SOURCE PASSAGE:
CESTAT: Hedging, Forex Advisory & Insurance Services With Nexus To Manufacturing Qualify As ‘Input Services’, Eligible For Cenvat Credit

National Engineering Industries vs Commissioner of CGST [Decided on April 20, 2026]

cenvat credit input services eligibility

The New Delhi, Principal Bench of the Customs, Excise & Service Tax Appellate Tribunal (CESTAT) has held that services such as hedging/forex advisory, insurance covering raw materials, finished/semi-finished goods and capital goods used in business, and employee training-related travel/services, when used directly or indirectly in relation to the manufacturing business of the appellant/taxpayer, qualify as “input service” for the purposes of Cenvat credit under the Cenvat Credit Rules, 2004.

The Tribunal further held that where the appellant has itself paid service tax on such services and the department has not produced evidence to rebut the appellant’s case, Cenvat credit cannot be denied merely because the invoices mention another address or because the insurance policies also extend to a sister concern. Accordingly, the Tribunal set aside the order denying Cenvat credit.

A Single Judicial Member Dr. Rachna Gupta noted that in the earlier remand order it had already recorded the appellant’s submission that it had sufficient proof to segregate insurance-related credit pertaining to its own factories, and had also observed that service tax paid on employee air travel undertaken for the business of the appellant would be eligible for Cenvat credit. Similar observations had also been made with respect to professional fee/consultancy fee.

PROVIDED RECORDS:
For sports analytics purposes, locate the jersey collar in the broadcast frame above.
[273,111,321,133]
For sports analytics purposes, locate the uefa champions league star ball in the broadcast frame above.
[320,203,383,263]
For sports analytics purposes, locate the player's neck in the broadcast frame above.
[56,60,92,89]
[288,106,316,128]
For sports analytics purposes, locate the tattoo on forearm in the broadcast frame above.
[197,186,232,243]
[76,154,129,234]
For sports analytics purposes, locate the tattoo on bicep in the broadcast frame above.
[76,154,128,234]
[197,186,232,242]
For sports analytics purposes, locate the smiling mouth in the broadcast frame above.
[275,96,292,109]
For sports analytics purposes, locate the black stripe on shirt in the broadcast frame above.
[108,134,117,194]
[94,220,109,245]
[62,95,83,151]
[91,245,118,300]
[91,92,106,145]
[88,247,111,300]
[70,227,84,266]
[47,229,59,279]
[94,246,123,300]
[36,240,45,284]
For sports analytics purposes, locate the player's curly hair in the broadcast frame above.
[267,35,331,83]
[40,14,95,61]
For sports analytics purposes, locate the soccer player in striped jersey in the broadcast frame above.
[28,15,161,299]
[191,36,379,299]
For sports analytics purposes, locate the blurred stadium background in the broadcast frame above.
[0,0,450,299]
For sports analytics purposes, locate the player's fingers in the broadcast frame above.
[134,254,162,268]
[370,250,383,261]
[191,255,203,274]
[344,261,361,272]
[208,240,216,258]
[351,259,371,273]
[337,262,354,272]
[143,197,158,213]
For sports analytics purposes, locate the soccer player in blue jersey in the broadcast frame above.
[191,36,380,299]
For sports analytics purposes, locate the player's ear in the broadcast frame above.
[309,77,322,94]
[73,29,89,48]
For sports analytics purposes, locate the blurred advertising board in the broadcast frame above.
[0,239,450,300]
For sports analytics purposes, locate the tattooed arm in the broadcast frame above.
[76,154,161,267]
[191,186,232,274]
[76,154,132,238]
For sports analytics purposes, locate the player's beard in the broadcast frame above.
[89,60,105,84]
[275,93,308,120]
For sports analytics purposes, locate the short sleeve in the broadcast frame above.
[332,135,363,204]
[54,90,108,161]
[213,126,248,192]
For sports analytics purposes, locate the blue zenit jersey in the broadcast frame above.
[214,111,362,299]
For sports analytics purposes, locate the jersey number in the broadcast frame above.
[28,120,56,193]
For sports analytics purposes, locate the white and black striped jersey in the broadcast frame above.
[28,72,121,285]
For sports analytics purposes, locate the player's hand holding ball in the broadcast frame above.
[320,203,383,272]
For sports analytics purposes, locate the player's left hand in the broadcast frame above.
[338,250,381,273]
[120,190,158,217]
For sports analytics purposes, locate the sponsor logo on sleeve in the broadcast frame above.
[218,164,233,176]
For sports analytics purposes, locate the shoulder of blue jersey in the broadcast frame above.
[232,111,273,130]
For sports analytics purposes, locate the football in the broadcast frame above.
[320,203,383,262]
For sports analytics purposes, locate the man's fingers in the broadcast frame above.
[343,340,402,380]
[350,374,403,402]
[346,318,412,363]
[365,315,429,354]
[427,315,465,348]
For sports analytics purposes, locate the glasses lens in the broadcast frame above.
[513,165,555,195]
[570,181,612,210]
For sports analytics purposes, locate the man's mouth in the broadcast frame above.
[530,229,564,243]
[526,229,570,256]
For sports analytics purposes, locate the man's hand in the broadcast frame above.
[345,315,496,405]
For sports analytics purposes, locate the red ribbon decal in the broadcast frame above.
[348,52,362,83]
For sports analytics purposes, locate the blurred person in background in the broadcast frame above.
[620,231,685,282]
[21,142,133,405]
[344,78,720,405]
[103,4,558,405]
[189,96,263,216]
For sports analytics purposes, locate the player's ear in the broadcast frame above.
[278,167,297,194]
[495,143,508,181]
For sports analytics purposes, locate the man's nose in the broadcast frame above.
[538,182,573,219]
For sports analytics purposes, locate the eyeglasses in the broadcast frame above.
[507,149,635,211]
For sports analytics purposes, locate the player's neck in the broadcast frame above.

REQUEST: Can you write the next part of the report on the CESTAT ruling about Cenvat credit for input services, picking up after its final paragraph?

RIGHT ANSWER:
On professional/consultancy fees relating to hedging services, the Tribunal observed that the appellant imported materials and exported final products, and therefore dealt in foreign exchange. Since frequent currency fluctuations could lead to losses, hedging was adopted to avoid such losses. The Tribunal held that this activity was indirectly related to the manufacturing business of the appellant and was therefore eligible as input service under Rule 2(l) of the Cenvat Credit Rules, 2004.

On insurance services, the Tribunal observed that the insurance covered raw materials, finished and semi-finished goods, and stores used in the ball bearing industry, and therefore the insurance services were taken in relation to the manufacture of final products, though indirectly. It further noted that the credit had been denied only because the policies also covered the risk of the appellant’s sister concern, but the appellant had specifically submitted that the service tax on those policies had been paid by the appellant itself and not by the sister concern, and the department had produced no evidence to dislodge that submission.

The Tribunal also observed that, in the appellant’s own earlier case, where invoices bore addresses different from the manufacturer’s premises, it had been held that such mention of another address was inadvertent when payment had been made by the main manufacturer. It further referred to Rule 3 of the Cenvat Credit Rules, 2004 and noted that Cenvat credit is admissible on duty/service tax “paid” and not “payable”.

With respect to tour and travel expenses of Rs. 35,862/-, the Tribunal observed that the appellant had a large employee base and had engaged a human resource company for training employees in communication skills and new idea generation. Since productivity of employees increases post training, the service charges paid to such human resource agency were held to be indirectly related to manufacture of final products.

Briefly, the appellant is engaged in the manufacture of ball bearings and axle boxes. The department alleged that the appellant had wrongly availed Cenvat credit of service tax on insurance services, professional fees/consultancy, and air fare expenses for the period from August 2014 to April 2015, aggregating to Rs. 38.19 lakhs, and issued a show cause notice.

In the first round, the original adjudicating authority dropped the demand of Rs. 13.83 lakhs relating to professional/consultancy fees but confirmed the balance demand of Rs. 24.36 lakhs. The Commissioner (Appeals) upheld that order, after which the CESTAT, by Final Order dated January 29, 2020, remanded the matter for fresh adjudication.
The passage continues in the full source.